▸ WHAT TO WORK ON:
Rescale the lines below by repeating each one in full, requests included, with every x and y coordinate in the answers multiplied by 1.2 and rounded to a whole number, halves going up. Leave the pictures out of your output.

(Pointing entries for labeled objects)
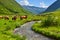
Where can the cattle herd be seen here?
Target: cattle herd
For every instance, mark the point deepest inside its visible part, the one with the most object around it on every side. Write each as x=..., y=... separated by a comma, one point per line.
x=14, y=17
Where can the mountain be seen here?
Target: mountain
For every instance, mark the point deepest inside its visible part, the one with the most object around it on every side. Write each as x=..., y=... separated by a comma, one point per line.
x=54, y=6
x=33, y=9
x=11, y=7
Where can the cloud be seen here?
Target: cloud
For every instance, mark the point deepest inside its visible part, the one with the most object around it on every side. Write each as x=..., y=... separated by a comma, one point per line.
x=42, y=4
x=25, y=2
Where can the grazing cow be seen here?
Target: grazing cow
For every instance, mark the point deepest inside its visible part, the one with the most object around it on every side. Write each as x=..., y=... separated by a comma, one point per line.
x=6, y=17
x=1, y=17
x=14, y=18
x=23, y=17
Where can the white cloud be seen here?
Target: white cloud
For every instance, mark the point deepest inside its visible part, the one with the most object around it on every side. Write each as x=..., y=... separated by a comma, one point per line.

▸ ANSWER TO THIS TASK:
Where can the cattle herd be seen here?
Target: cattle herd
For every instance, mark the point deepest inside its visible part, the one with the most object around it on every side. Write each as x=..., y=... separated by a comma, one point per line.
x=17, y=20
Where can the mountain be seen here?
Target: mountain
For every instance, mark the point deepest inside its visible part, the one with the most object around it on every side. Write each as x=..., y=... separated by a comma, one point per line.
x=65, y=7
x=40, y=11
x=13, y=8
Where can the cloud be seen here?
Target: cloud
For every instance, mark the point deepest inside its visible part, the one with the most object around it on every side. Write each as x=..., y=... separated by a comma, one point per line.
x=50, y=5
x=30, y=2
Where can the grazing cow be seen here?
Target: grazing cow
For every instance, mark the point deepest inside its visible part, the one with the most object around it on every side. Write each as x=..., y=... separated by a comma, one point per line.
x=7, y=20
x=1, y=20
x=17, y=22
x=28, y=20
Where can the white cloud be seen here?
Target: white cloud
For every instance, mark the point deepest inside its visible part, the one with the most object around it on every side. Write each as x=..., y=... separated by a comma, one point per line.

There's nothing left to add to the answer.